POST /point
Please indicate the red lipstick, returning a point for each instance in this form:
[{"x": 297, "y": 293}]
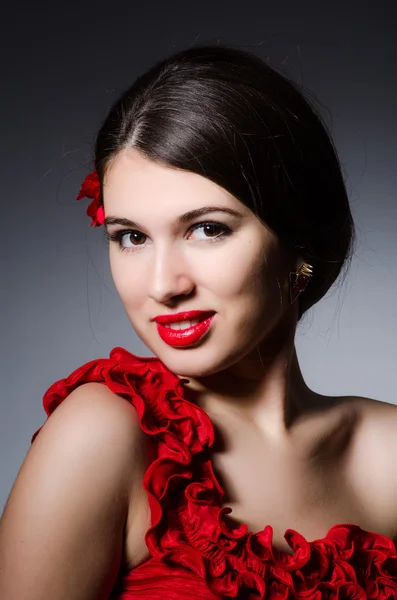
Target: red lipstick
[{"x": 189, "y": 335}]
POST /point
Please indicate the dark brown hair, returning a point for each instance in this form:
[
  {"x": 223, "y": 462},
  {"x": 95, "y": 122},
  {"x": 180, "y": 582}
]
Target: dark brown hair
[{"x": 225, "y": 114}]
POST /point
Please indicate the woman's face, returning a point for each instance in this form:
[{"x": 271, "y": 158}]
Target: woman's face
[{"x": 235, "y": 268}]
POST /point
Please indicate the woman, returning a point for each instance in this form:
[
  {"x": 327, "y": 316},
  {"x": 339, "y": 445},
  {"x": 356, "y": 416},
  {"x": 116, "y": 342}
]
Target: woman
[{"x": 210, "y": 471}]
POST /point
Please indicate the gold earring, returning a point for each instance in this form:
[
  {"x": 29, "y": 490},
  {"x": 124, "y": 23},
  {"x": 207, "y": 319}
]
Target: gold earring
[{"x": 299, "y": 280}]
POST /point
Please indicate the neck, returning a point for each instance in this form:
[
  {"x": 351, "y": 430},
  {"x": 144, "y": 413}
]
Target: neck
[{"x": 266, "y": 388}]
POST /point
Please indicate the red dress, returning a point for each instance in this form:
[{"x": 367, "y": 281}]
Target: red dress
[{"x": 194, "y": 552}]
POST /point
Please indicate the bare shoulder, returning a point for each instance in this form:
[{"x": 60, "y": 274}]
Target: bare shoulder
[
  {"x": 69, "y": 503},
  {"x": 373, "y": 466}
]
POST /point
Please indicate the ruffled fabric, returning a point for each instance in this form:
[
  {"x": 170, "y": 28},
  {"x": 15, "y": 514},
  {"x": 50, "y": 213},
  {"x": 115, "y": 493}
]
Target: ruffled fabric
[{"x": 194, "y": 551}]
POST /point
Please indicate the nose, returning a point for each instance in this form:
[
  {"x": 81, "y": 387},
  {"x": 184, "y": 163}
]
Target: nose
[{"x": 169, "y": 276}]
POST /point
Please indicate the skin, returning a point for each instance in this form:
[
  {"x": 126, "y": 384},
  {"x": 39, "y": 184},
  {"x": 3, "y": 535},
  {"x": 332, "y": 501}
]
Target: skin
[
  {"x": 248, "y": 361},
  {"x": 317, "y": 451}
]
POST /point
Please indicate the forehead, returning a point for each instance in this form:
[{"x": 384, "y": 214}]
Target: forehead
[{"x": 132, "y": 180}]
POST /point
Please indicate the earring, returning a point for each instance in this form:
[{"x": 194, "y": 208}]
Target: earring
[{"x": 299, "y": 280}]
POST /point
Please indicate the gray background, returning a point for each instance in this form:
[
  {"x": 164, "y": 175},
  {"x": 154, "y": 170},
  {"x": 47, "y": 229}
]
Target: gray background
[{"x": 62, "y": 66}]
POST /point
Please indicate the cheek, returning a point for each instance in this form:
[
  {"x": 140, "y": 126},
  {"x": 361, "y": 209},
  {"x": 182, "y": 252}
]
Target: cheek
[{"x": 128, "y": 282}]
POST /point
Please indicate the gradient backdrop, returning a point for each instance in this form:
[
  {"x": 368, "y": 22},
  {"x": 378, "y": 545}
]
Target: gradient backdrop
[{"x": 63, "y": 64}]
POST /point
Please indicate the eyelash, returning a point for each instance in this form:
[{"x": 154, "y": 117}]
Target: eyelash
[{"x": 117, "y": 236}]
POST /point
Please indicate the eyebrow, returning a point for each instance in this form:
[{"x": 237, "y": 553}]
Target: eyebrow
[{"x": 185, "y": 218}]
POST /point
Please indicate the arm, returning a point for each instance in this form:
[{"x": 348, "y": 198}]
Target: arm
[{"x": 61, "y": 533}]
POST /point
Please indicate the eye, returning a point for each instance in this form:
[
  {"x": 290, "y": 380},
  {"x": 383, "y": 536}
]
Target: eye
[
  {"x": 134, "y": 235},
  {"x": 211, "y": 227}
]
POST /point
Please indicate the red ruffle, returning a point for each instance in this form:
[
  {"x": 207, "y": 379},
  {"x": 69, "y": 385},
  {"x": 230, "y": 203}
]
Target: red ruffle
[{"x": 190, "y": 539}]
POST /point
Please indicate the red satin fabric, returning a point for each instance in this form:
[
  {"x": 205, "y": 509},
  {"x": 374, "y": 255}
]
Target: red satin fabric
[{"x": 195, "y": 552}]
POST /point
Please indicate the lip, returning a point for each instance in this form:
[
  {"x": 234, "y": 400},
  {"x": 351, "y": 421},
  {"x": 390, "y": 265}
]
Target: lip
[
  {"x": 183, "y": 316},
  {"x": 179, "y": 338}
]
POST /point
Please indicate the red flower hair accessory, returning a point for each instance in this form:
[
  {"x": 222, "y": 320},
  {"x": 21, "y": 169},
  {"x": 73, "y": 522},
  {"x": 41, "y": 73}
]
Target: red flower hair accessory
[{"x": 91, "y": 189}]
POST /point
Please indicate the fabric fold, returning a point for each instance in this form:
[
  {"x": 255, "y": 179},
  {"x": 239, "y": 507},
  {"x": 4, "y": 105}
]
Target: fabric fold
[{"x": 190, "y": 536}]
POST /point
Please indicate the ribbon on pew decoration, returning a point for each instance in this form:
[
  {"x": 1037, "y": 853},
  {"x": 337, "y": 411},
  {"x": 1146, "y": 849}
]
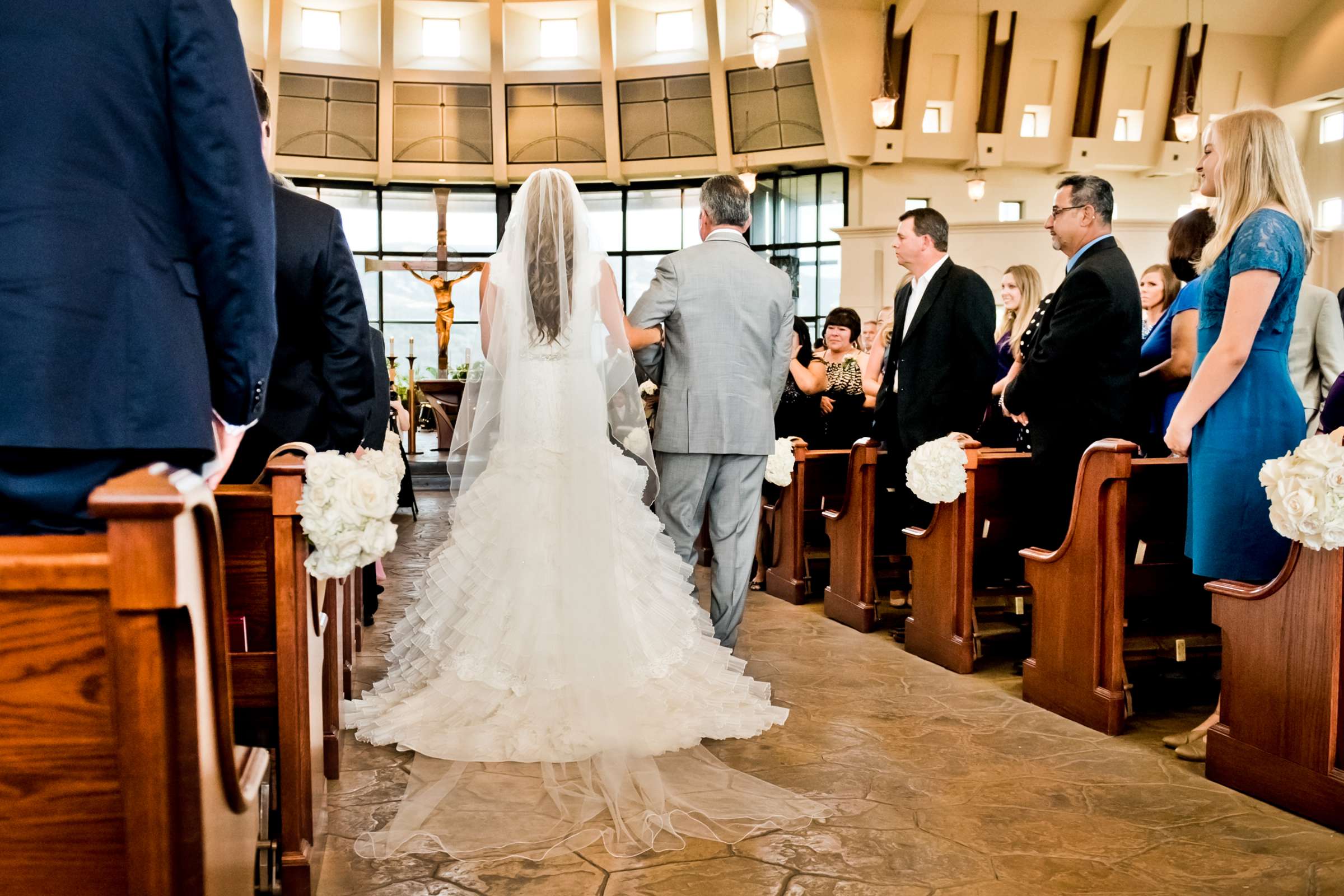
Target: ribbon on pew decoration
[
  {"x": 936, "y": 472},
  {"x": 1305, "y": 491}
]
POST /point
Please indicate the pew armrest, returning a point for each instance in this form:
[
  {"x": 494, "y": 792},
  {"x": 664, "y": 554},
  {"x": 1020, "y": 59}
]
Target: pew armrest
[
  {"x": 254, "y": 762},
  {"x": 1123, "y": 454},
  {"x": 865, "y": 452},
  {"x": 1248, "y": 591},
  {"x": 162, "y": 492}
]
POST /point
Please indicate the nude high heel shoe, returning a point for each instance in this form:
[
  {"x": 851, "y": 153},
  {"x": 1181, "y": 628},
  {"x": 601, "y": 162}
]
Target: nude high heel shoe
[
  {"x": 1194, "y": 752},
  {"x": 1171, "y": 742}
]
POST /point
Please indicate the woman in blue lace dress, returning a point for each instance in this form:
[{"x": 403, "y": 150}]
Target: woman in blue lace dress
[{"x": 1241, "y": 408}]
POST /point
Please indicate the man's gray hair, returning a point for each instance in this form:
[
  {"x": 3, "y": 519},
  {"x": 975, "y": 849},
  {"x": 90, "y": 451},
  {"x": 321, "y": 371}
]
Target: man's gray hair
[
  {"x": 1092, "y": 191},
  {"x": 726, "y": 200}
]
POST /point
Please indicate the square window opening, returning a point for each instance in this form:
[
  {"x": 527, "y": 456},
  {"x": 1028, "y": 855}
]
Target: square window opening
[
  {"x": 559, "y": 38},
  {"x": 320, "y": 30},
  {"x": 441, "y": 38},
  {"x": 674, "y": 31}
]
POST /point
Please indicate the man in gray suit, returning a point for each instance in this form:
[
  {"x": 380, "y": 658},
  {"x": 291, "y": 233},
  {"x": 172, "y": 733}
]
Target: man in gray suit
[{"x": 727, "y": 318}]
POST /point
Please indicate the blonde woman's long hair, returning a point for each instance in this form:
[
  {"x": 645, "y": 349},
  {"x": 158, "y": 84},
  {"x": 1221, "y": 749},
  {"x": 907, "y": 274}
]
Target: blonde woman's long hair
[
  {"x": 1015, "y": 323},
  {"x": 1257, "y": 167}
]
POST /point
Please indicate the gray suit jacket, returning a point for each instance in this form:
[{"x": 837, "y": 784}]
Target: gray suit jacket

____

Problem ->
Report every line of the records above that contains the word "nose", matching case exactly.

Task solution ->
Please indicate the nose, returning a point for each instance in this form:
Target: nose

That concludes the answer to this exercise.